***** Material for this task

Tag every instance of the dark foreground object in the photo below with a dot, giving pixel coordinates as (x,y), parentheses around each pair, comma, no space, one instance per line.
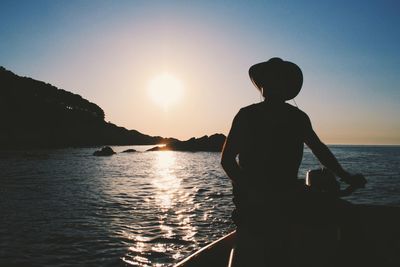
(379,244)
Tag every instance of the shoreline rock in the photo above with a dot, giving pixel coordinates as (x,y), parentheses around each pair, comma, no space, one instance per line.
(105,151)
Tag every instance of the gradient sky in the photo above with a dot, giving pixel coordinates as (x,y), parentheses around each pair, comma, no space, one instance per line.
(108,51)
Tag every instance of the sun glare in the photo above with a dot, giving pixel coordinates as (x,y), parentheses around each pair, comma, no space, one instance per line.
(165,90)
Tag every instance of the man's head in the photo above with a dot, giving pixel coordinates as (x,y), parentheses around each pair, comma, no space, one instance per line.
(277,79)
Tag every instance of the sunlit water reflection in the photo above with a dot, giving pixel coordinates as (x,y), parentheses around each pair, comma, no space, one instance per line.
(69,208)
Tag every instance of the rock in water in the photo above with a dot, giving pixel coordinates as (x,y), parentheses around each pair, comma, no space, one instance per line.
(129,150)
(105,151)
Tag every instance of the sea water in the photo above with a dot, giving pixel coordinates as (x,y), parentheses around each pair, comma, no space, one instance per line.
(68,208)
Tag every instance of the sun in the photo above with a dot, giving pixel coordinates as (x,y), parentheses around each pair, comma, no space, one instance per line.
(165,90)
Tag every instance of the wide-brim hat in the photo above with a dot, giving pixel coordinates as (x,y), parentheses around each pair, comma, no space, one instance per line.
(277,78)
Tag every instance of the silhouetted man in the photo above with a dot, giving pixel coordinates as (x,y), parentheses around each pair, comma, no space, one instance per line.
(269,138)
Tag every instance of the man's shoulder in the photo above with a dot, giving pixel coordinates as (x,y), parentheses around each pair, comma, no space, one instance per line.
(251,108)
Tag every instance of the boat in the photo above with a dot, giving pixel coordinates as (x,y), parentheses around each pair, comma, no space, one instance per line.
(381,238)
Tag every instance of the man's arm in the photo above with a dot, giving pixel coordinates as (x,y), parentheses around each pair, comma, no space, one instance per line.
(325,156)
(230,151)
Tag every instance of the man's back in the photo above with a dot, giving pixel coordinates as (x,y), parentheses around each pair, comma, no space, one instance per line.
(271,144)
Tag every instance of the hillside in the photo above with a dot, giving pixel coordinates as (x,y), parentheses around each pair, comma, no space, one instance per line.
(37,114)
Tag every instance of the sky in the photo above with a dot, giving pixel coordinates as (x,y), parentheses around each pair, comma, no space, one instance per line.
(112,52)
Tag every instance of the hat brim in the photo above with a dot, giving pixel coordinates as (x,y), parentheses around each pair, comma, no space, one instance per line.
(275,77)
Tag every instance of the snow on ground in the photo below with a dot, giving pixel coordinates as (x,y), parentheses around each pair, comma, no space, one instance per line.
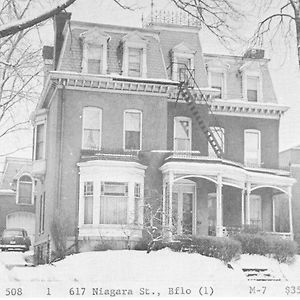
(163,268)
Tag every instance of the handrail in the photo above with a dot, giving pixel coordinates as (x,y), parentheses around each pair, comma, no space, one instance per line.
(201,98)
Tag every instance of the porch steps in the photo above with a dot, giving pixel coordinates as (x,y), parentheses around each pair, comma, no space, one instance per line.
(261,274)
(191,102)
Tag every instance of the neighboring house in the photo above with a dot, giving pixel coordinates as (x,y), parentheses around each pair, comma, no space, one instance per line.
(290,159)
(110,135)
(17,205)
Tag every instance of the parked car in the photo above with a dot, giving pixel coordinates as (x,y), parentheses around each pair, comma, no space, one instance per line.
(15,239)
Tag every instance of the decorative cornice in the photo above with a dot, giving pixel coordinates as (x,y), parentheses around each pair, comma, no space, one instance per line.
(159,87)
(249,109)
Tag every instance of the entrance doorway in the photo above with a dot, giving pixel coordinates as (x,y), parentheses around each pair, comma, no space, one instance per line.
(184,207)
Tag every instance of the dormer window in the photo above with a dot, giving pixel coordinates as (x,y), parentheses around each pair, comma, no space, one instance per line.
(135,62)
(217,82)
(25,190)
(134,55)
(94,54)
(252,88)
(182,62)
(251,81)
(95,59)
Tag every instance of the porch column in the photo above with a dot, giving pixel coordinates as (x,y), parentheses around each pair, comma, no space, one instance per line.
(219,221)
(290,211)
(248,192)
(164,204)
(243,207)
(273,215)
(171,179)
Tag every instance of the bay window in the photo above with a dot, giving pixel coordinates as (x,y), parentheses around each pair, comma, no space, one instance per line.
(132,130)
(91,131)
(137,198)
(113,203)
(252,151)
(182,134)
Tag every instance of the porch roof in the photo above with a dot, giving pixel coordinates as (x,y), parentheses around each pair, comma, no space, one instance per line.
(231,173)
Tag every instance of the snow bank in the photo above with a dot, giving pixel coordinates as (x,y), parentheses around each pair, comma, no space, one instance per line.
(163,268)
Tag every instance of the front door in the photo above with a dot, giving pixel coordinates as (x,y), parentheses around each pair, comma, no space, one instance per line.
(184,207)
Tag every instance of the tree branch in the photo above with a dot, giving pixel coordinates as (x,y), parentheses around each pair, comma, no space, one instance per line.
(21,25)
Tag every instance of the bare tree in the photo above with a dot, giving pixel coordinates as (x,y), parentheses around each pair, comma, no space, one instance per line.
(221,17)
(20,66)
(23,23)
(284,21)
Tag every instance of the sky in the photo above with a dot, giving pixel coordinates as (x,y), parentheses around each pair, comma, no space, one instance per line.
(283,65)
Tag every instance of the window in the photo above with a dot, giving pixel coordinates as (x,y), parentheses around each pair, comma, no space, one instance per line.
(94,55)
(137,198)
(135,62)
(218,133)
(217,82)
(252,148)
(182,134)
(184,67)
(252,88)
(25,190)
(39,144)
(183,58)
(255,211)
(134,55)
(113,203)
(132,130)
(92,119)
(42,213)
(88,193)
(94,63)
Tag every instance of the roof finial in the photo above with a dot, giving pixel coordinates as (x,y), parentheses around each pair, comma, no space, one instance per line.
(152,7)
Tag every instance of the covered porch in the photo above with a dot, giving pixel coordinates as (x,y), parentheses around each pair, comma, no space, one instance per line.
(204,196)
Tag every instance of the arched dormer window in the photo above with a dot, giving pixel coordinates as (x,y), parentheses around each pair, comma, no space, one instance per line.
(183,58)
(134,55)
(25,190)
(94,55)
(251,81)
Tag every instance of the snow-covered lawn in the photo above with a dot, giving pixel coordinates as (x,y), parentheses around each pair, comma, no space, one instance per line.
(158,270)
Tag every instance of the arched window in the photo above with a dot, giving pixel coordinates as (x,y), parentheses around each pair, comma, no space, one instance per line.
(25,190)
(132,130)
(91,131)
(182,134)
(252,148)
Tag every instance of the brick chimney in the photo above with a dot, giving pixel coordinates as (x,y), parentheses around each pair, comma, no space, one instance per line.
(59,23)
(254,53)
(47,53)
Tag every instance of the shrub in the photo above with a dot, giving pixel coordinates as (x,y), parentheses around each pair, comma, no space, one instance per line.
(284,250)
(259,243)
(254,243)
(224,249)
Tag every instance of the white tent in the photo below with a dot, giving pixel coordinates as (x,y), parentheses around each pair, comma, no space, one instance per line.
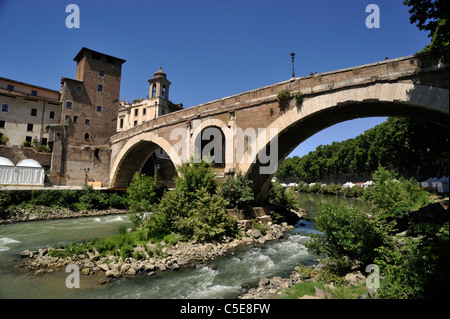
(367,184)
(30,173)
(441,184)
(349,184)
(428,182)
(7,171)
(27,172)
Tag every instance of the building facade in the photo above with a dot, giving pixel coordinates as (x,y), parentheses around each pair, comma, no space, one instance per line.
(26,111)
(143,110)
(76,123)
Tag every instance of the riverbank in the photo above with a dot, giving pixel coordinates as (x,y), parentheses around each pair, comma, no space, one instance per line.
(153,257)
(36,213)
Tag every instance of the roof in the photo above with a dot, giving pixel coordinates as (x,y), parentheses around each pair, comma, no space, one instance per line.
(5,162)
(27,96)
(80,55)
(29,163)
(28,84)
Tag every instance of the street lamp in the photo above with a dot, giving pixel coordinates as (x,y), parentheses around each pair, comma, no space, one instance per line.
(292,57)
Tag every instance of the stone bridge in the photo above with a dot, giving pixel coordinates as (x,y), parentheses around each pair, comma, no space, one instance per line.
(258,131)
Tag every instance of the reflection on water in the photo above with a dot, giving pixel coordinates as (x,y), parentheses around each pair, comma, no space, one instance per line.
(224,279)
(311,202)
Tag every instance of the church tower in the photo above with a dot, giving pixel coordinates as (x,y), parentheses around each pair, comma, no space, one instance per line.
(159,93)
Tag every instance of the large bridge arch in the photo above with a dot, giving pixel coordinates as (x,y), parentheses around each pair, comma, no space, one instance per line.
(134,154)
(227,141)
(319,112)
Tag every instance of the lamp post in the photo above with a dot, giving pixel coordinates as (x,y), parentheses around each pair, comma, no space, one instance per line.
(292,57)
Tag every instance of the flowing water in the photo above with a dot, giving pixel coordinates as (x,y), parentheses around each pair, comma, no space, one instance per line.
(222,277)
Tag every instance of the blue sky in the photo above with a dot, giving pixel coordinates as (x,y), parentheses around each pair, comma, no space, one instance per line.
(209,49)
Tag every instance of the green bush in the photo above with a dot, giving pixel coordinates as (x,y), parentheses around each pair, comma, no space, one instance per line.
(141,197)
(93,199)
(283,95)
(394,198)
(348,235)
(193,209)
(117,201)
(237,192)
(279,195)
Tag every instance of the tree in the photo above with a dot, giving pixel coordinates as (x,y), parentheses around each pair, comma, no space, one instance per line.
(237,192)
(431,16)
(141,196)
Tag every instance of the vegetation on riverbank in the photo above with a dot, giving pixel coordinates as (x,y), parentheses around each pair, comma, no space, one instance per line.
(411,248)
(44,200)
(194,210)
(408,145)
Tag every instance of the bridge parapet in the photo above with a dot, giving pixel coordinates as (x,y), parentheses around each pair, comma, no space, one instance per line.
(404,69)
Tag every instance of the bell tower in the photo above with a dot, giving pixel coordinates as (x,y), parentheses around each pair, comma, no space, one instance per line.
(159,93)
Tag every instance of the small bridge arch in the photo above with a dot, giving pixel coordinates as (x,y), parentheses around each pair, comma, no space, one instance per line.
(319,112)
(134,154)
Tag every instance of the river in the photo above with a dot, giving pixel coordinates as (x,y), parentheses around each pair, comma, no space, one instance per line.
(221,278)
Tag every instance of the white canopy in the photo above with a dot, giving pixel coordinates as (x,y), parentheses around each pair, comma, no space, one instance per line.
(349,184)
(29,163)
(5,162)
(27,172)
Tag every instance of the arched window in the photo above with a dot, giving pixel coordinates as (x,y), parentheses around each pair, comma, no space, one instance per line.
(210,144)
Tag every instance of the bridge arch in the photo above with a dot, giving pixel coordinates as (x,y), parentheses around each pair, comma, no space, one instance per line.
(226,135)
(319,112)
(134,154)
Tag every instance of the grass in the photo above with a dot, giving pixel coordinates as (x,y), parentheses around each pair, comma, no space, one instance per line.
(340,291)
(121,244)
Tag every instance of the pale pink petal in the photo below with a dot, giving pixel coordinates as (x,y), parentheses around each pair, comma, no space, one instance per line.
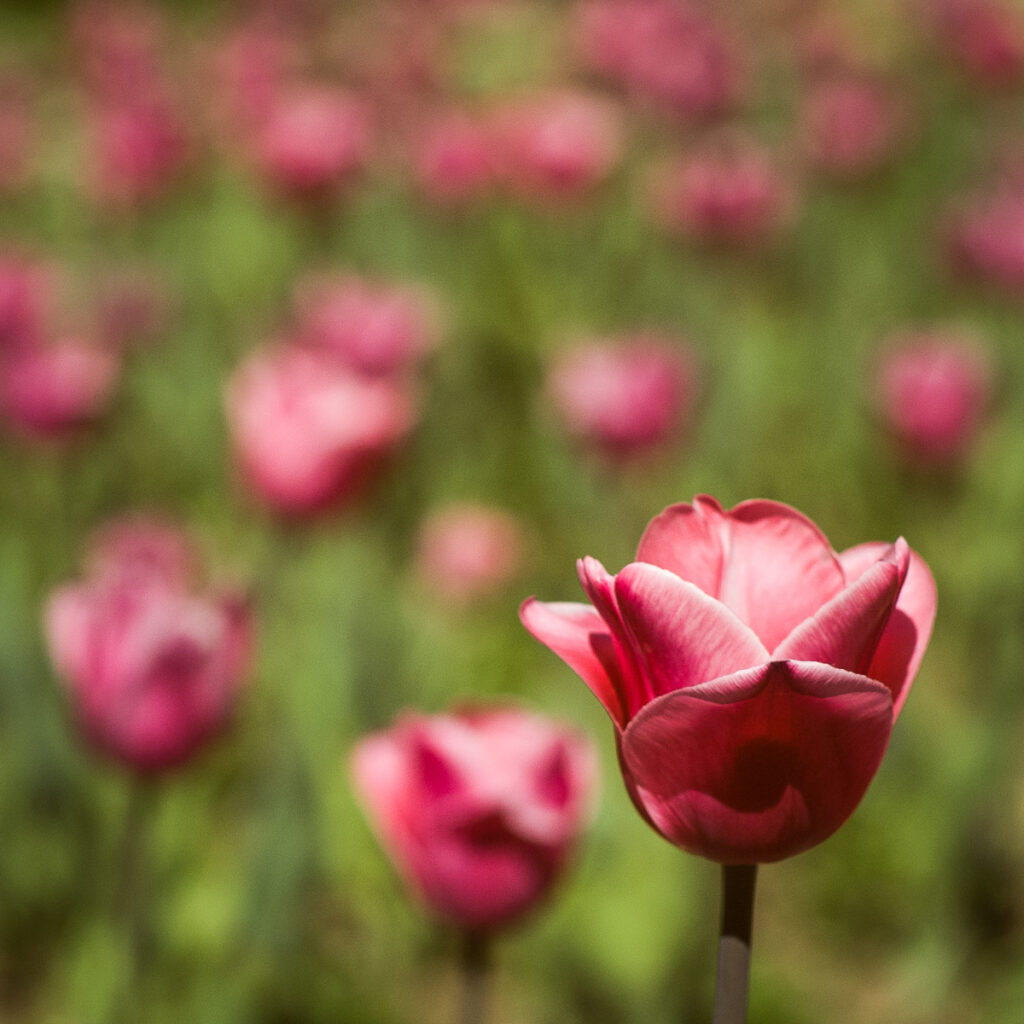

**********

• What is being asked:
Print the stretch of the data from the line with "Tag every instance of the bell" through its last line, exactly and with both ends kept. Omit pictures.

• Solution for this problem:
Tag every instance of the bell tower in the photo above with a dot, giving pixel coordinates as (x,y), parentheses around each pair, comma, no space, one instance per line.
(159,93)
Tag every instance of the small bridge arch in the photo above with a dot, giving pixel coordinates as (x,y), parentheses around each pair, comma, no space, one instance per line.
(319,112)
(134,154)
Tag every instance of the river in the photo above with a dot, giving pixel coordinates as (x,y), parentheses around each pair, comma, no space, one instance per line.
(221,278)
Tag every instance of the white canopy in the photo above with a dot, giving pixel coordinates as (x,y), parentheses around each pair, comma, no space, one instance per line.
(349,184)
(29,163)
(5,162)
(27,172)
Tag every instance of the arched window in the photo above with a dot, giving pixel coordinates as (x,y), parentheses around each pair, comma, no space, one instance per line.
(210,144)
Tag every instance of the bridge arch in the photo above with a dot, giving pixel coordinates as (x,y), parentheses around each pair, comma, no space, one instance per line.
(226,135)
(319,112)
(134,154)
Tag every instance of the grass in the photo above with a dot, giving pixel coordinates as (x,y), parentheses around each pair, comma, no space, one instance per line.
(340,291)
(121,244)
Tag every instance of the pale pink petal in the photo below with a dot, giving pixel coordinates as (x,y), parentheses around each pair, comma, no space, one instance per line.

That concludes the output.